Task details: Please rewrite all the records below as a numbered list, leaving out blank lines and the pictures.

Records from a collection:
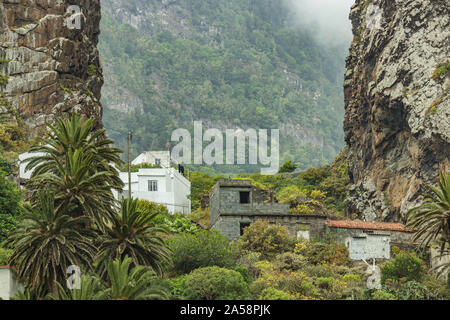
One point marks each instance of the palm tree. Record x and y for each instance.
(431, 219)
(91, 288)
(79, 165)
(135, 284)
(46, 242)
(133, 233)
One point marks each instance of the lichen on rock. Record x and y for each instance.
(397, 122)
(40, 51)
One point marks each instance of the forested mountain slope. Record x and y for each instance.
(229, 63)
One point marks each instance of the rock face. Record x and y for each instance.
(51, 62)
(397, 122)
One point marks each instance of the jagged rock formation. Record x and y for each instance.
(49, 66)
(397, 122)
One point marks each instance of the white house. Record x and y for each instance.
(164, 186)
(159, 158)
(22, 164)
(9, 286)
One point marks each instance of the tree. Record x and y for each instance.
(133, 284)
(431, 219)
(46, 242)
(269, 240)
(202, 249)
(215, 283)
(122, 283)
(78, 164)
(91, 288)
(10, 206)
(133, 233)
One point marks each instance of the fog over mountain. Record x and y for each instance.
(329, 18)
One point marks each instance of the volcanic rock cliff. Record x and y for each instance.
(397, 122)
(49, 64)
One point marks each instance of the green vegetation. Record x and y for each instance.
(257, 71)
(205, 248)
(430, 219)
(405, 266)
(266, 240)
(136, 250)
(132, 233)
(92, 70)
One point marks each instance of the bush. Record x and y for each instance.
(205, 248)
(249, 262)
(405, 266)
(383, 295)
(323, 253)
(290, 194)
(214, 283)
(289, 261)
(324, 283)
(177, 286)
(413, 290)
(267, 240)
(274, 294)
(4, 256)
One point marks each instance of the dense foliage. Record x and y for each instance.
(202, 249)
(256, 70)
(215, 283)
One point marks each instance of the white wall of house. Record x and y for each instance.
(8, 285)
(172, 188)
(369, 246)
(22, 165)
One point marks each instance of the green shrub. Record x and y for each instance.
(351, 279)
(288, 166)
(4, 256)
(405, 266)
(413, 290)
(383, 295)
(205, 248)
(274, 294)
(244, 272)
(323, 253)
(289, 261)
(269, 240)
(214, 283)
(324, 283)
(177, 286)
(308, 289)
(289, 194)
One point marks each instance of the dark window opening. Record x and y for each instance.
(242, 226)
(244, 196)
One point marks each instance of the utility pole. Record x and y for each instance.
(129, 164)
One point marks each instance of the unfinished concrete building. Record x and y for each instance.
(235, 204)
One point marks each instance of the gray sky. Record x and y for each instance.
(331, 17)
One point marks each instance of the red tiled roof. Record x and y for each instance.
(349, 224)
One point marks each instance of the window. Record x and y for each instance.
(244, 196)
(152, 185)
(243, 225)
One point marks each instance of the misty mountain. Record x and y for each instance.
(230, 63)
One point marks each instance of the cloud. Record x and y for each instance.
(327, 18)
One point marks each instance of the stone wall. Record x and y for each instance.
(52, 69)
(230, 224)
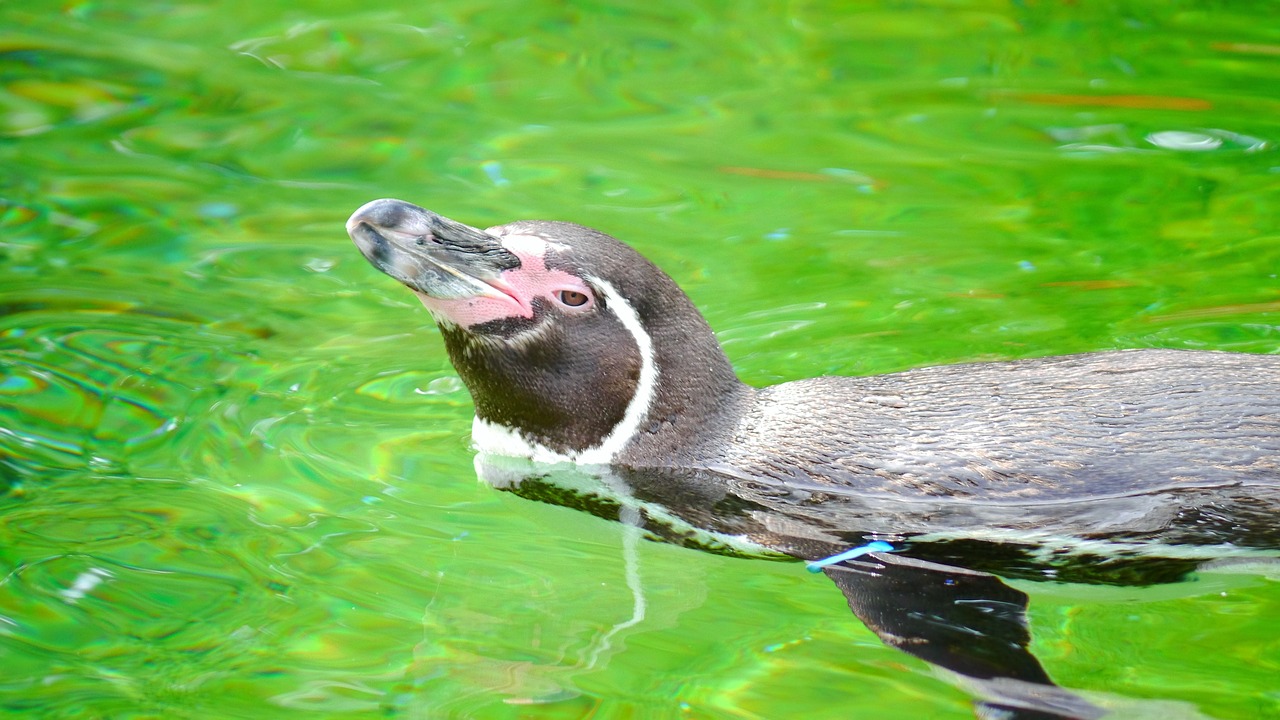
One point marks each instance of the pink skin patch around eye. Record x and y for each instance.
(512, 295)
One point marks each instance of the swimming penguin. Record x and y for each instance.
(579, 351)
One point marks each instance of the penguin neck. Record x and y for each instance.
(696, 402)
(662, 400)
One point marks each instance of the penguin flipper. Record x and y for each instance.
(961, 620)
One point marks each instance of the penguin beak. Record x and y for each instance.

The output:
1. One point marks each instance of the palm tree. Record x and y for each instance.
2. (431, 219)
3. (91, 288)
4. (79, 165)
5. (135, 284)
6. (46, 242)
7. (133, 233)
8. One point marks each instance of the lichen on rock. Record x and y for each instance.
9. (397, 122)
10. (40, 51)
11. One point marks each instance of the forested mountain slope. Record x and y for each instance.
12. (229, 63)
13. One point marks each instance of the rock face. Record x and y for each instance.
14. (51, 62)
15. (397, 122)
16. One point marks each instance of the jagged rock formation. Record x and y for each instance.
17. (49, 66)
18. (397, 122)
19. One point marks each instance of the white house. Record x and y for each instance.
20. (164, 186)
21. (159, 158)
22. (22, 164)
23. (9, 286)
24. One point marks each instance of the tree. Record x and y for each instance.
25. (133, 284)
26. (431, 219)
27. (46, 242)
28. (269, 240)
29. (202, 249)
30. (215, 283)
31. (122, 283)
32. (78, 164)
33. (91, 288)
34. (10, 206)
35. (133, 233)
36. One point marks each instance of the fog over mountain. Record x and y for each instance.
37. (329, 18)
38. One point marks each instance of the volcanic rock cliff. Record x and y for each instance.
39. (397, 122)
40. (49, 64)
41. One point marks each instance of the green vegetation. Record x and y for each instance.
42. (257, 71)
43. (205, 248)
44. (430, 219)
45. (405, 266)
46. (266, 240)
47. (136, 250)
48. (132, 233)
49. (92, 70)
50. One point marks each instance of the bush. Record x and y for each instance.
51. (205, 248)
52. (249, 262)
53. (405, 266)
54. (383, 295)
55. (323, 253)
56. (290, 194)
57. (214, 283)
58. (289, 261)
59. (324, 283)
60. (177, 286)
61. (413, 290)
62. (267, 240)
63. (274, 294)
64. (4, 256)
65. One point marks each instance of the dense foliage. Record x and y for each instance.
66. (202, 249)
67. (256, 70)
68. (215, 283)
69. One point marks each instance of the white wall of house. Record x and y for each instance.
70. (8, 285)
71. (172, 188)
72. (369, 246)
73. (22, 165)
74. One point marks each instance of the green shrub. Record x and y for each instance.
75. (351, 279)
76. (288, 166)
77. (4, 256)
78. (405, 266)
79. (413, 290)
80. (383, 295)
81. (205, 248)
82. (274, 294)
83. (244, 272)
84. (323, 253)
85. (289, 261)
86. (269, 240)
87. (214, 283)
88. (324, 283)
89. (177, 286)
90. (308, 289)
91. (289, 194)
92. One point marks each instance of the dark window opening. Record x and y for each instance.
93. (242, 226)
94. (244, 196)
95. One point marks each instance of the utility pole. Record x and y for each instance.
96. (129, 164)
97. One point marks each instance of the unfinished concrete building. Record x and y for each instance.
98. (235, 204)
99. One point marks each instance of the gray sky. Record x and y for each instance.
100. (331, 17)
101. One point marks each instance of the red tiled roof. Record x and y for each instance.
102. (349, 224)
103. One point marks each instance of the window. Record x and y for each instance.
104. (244, 196)
105. (152, 185)
106. (243, 225)
107. One point marks each instance of the misty mountain. Record x and y for each instance.
108. (230, 63)
109. One point marks each instance of the cloud. Record x and y for each instance.
110. (327, 18)
111. One point marks each instance of the stone wall. Record x and y for each instance.
112. (52, 69)
113. (230, 224)
114. One point marks each instance of the pink skin patch around eye. Record x and y for each instance.
115. (512, 295)
116. One point marks each instance of the swimming penguin. Record x and y for each instance.
117. (579, 351)
118. One point marks each instance of the penguin neck. Record x and y for each instance.
119. (696, 402)
120. (662, 400)
121. One point marks each instance of the penguin flipper. Record x and y for each instance.
122. (961, 620)
123. One point marks each instance of the penguin beak. Record x and y for each instance.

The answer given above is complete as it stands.